(A run of records)

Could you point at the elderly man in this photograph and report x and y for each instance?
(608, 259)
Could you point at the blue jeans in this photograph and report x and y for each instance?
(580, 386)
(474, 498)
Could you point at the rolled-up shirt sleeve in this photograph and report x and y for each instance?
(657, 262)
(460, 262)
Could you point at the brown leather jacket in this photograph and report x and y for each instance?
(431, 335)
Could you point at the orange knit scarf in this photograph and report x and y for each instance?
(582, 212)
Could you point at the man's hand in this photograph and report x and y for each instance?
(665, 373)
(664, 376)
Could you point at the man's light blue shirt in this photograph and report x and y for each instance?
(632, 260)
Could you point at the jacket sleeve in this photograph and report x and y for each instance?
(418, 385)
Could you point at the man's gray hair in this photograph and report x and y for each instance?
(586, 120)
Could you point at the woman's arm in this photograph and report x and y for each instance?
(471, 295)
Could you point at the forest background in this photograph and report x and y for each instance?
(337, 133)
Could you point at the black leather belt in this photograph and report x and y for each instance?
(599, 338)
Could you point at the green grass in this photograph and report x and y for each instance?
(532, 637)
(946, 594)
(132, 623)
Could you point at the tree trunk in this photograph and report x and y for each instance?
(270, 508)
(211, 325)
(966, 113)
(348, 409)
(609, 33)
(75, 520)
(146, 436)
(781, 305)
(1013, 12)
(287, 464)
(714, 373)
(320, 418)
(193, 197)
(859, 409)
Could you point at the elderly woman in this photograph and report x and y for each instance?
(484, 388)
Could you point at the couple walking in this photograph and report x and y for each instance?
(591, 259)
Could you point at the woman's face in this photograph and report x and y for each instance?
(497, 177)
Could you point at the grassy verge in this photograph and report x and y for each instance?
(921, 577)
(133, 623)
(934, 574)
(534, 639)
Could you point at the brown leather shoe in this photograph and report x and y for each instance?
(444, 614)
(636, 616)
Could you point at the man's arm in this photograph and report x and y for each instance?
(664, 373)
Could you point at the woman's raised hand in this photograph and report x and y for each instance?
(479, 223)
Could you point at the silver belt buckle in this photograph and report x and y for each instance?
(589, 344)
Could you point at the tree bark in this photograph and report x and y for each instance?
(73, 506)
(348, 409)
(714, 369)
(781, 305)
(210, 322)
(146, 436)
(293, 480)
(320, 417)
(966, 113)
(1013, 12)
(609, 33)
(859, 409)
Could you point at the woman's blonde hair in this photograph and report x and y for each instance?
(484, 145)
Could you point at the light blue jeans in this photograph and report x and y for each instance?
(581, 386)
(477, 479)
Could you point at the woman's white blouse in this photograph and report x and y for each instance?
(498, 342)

GOAL:
Write out all of the lines above again, substituting "for every instance" for "for each instance" wherever it occurs and keeping everything else the same.

EXERCISE ANSWER:
Could you point at the elderly man in this photograph and report x and y for every instance?
(608, 259)
Could you point at the blue jeans in this photograph and report x and y for every instance?
(580, 386)
(474, 498)
Could you point at the rolled-up shirt sleeve in this photograph and report x and y for every instance?
(657, 262)
(460, 262)
Could you point at the brown leather jacket in this photograph and report x and y for every instance?
(431, 335)
Could you point at the orange knit scarf in this photograph and report x and y for every instance?
(582, 212)
Could you point at the man's hand in this photograph and report x and y for every instance?
(665, 373)
(664, 376)
Could you point at the man's light blue shirt in this photograph and report x and y for every instance?
(632, 260)
Could you point at the jacket sleeve in this photograph and report x and y for every instance?
(418, 385)
Could you point at the man's gray hair in this photograph and report x and y for every instance?
(586, 120)
Could you point at the woman's arm in this photograph and report x and y for every instance?
(471, 295)
Could you point at the forest background in this photograph and report x and y for every instance?
(337, 133)
Could you point at the black leather belt in this photograph and report x and y for every instance?
(599, 338)
Could you point at the green grass in this photograph and report x and y for every instance?
(532, 637)
(946, 594)
(132, 623)
Could you point at the tree trunk in this photograph and report x and y for every instance?
(270, 508)
(211, 325)
(966, 113)
(348, 409)
(609, 33)
(75, 520)
(146, 436)
(781, 305)
(1013, 12)
(287, 464)
(714, 373)
(320, 418)
(193, 197)
(859, 409)
Could you point at the elderly woman in this photograph and report x and y for every instance?
(484, 388)
Could you point at the couple walking in this photograph and report x and y for every instance?
(591, 259)
Could you point at the woman's face in this photograph and report x and y for every instance?
(497, 177)
Could you point at the grassy verge in this photograph and report x and y for every instance?
(921, 577)
(133, 623)
(934, 574)
(534, 639)
Could you point at the brown leather shoe in this photograph and report x and y for every instance?
(444, 614)
(636, 616)
Could you point at the man's arm in this photograph and report x and y for every instance?
(664, 373)
Could you point at the woman's raised hand in this photograph and report x and y for every instance?
(479, 223)
Could you point at the silver belt buckle in this photograph and report x and y for every instance?
(589, 344)
Could you point at the tree bark in this photograph and report x and y for every instance?
(73, 506)
(348, 409)
(714, 369)
(781, 305)
(210, 322)
(146, 436)
(293, 480)
(320, 417)
(966, 113)
(1013, 12)
(609, 33)
(859, 409)
Could you point at the woman's blonde hair in this photograph and report x and y for every instance?
(484, 145)
Could you point at the light blue jeans in this photograph and report x and y for every instance?
(581, 386)
(477, 479)
Could you point at the woman's white blouse in this photograph and report x and y for every instance?
(498, 342)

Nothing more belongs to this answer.